***** TEXT FOR ANALYSIS *****

On April 12, 2023, the 2th BMS International Lecture Series was held at Tongji Medical College. Under the invitation of Prof. Lingqiang Zhu from the School of Basic Medicine, Prof. Alexey Semyanov, a corresponding member of Russian Academy of Sciences, paid a visit in person and gave a lecture entitled "Calcium and metabolic activity in cortical astrocytes during locomotion in mice".
Prof. Lingqiang Zhu presided over this event and first made a brief introduction to the lecturer. Prof. Alexey Semyanov is an outstanding expert in European neuroscience who has long been engaged in the research of brain extra synaptic signaling and neuron-glial interactions. He used to be a Unit Leader at RIKEN Brain Science Institute in Japan, Deputy director at Institute of Bioorganic Chemistry RAS in Russia, and the Honorary professor at University College London. In 2016, he was elected a corresponding member of the Russian Academy of Sciences, and in 2019, he was elected as a member of Academia Europaea. As the principle investigator, he has participated in 15 major European scientific research projects in the field of neuroscience with more than 10 million US dollars in scientific research funds in total. He published more than 100 journal papers, 2 monographs, and owned 10 patents. He has served in editorial board of more than 20 international neuroscience journals, has organized over 19 international neuroscience conferences, and is a member of more than 20 international academic organizations.

*****

COMPLETE THE FOLLOWING:
1. According to the report on the Semyanov lecture, in what year was he elected a member of Academia Europaea?
2. Extend the report on the Semyanov lecture at Tongji Medical College, picking up after its last sentence.

***** INFORMATION SHOWN *****

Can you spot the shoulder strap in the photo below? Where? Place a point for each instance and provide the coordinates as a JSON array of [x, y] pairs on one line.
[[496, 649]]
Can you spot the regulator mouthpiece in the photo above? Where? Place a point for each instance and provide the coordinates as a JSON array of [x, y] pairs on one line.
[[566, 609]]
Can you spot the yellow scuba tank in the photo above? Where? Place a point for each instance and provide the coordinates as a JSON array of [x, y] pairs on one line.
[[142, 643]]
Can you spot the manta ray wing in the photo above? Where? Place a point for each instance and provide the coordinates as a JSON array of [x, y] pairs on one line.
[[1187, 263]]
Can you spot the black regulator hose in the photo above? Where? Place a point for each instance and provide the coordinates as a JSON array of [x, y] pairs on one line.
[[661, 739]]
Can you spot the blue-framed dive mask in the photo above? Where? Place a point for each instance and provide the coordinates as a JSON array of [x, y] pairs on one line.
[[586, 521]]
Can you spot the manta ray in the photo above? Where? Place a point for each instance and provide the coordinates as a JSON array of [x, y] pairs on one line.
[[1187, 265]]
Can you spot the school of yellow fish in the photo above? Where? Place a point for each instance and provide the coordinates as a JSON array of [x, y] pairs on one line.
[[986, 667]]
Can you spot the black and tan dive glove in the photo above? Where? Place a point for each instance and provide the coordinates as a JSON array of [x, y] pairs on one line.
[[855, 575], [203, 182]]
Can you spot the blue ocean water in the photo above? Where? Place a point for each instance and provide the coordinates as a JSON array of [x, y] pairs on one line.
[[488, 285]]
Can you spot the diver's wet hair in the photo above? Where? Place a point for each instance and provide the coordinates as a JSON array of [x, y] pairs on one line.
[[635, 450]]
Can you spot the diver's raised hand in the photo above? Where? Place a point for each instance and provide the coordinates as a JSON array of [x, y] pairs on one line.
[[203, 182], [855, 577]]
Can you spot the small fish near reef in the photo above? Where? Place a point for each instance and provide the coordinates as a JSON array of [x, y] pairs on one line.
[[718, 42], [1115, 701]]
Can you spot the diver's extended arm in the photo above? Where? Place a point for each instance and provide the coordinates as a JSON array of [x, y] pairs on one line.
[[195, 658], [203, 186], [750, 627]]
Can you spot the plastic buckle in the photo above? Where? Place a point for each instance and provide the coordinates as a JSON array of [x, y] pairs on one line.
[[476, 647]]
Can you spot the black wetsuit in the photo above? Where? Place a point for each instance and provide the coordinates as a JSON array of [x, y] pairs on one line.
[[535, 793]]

*****

ANSWERS BY ITEM:
1. 2019

2.
Prof. Semyanov began his academic report shortly after he expressed his gratitude to Prof. Zhu for his invitation and thoughtful arrangement. Astrocytes, the most generally distributed cells in mammalian brain, couple neurons with blood vessels to form neuron-glial-vascular units, which play an important role in the normal function of the brain. Therefore, Professor Alexey Semyanov proposed a new concept called Brain Active Milieu (Figure1) to describe the functional network among these components. Astrocytic Ca2+ signals transmitted through the astrocytic network induce release of signaling molecules affecting neuronal excitability, synaptic transmission and plasticity, and guiding information processing across the neuronal network. Taken together, decoding astrocytic Ca2+ signaling is an important and meaningful challenge.
To study Ca2+ signals in the astrocytes, fluorescent calcium sensor was specially expressed in astrocytes via AAV vector with astrocyte promoter (AAV.GfaABC1D-cyto-GCaMP6f), and the cranial window was implanted into the somatosensory cortex of mice. Astrocytic Ca2+ signaling changes were detected when head-fixed mice were moving on the treadmill or at rest. Calcium activity with regular duration and amplitude was recorded in the locomotion period. Besides, combined with in vivo optical fiber recording, real-time Ca2+ signaling of astrocytes can be analyzed in relevant brain regions during behavioral experiments when mice were freely moving, such as three-chamber sociability test and spatial cognition test. And a series of metabolic changes during locomotion, including mitochondrial function of astrocytes (redox state of ETC complex, relative content of H2O2, Ca2+ level and matrix dynamics) and concentration of oxygenated or deoxyhemoglobin in cerebral vessels, could be monitored by Raman spectroscopic microscope.
The audience present actively interacted with Prof. Semyanov after his well-prepared speech. All the students and faculty at the venue were impressed by Prof. Semyanov's erudition and patience.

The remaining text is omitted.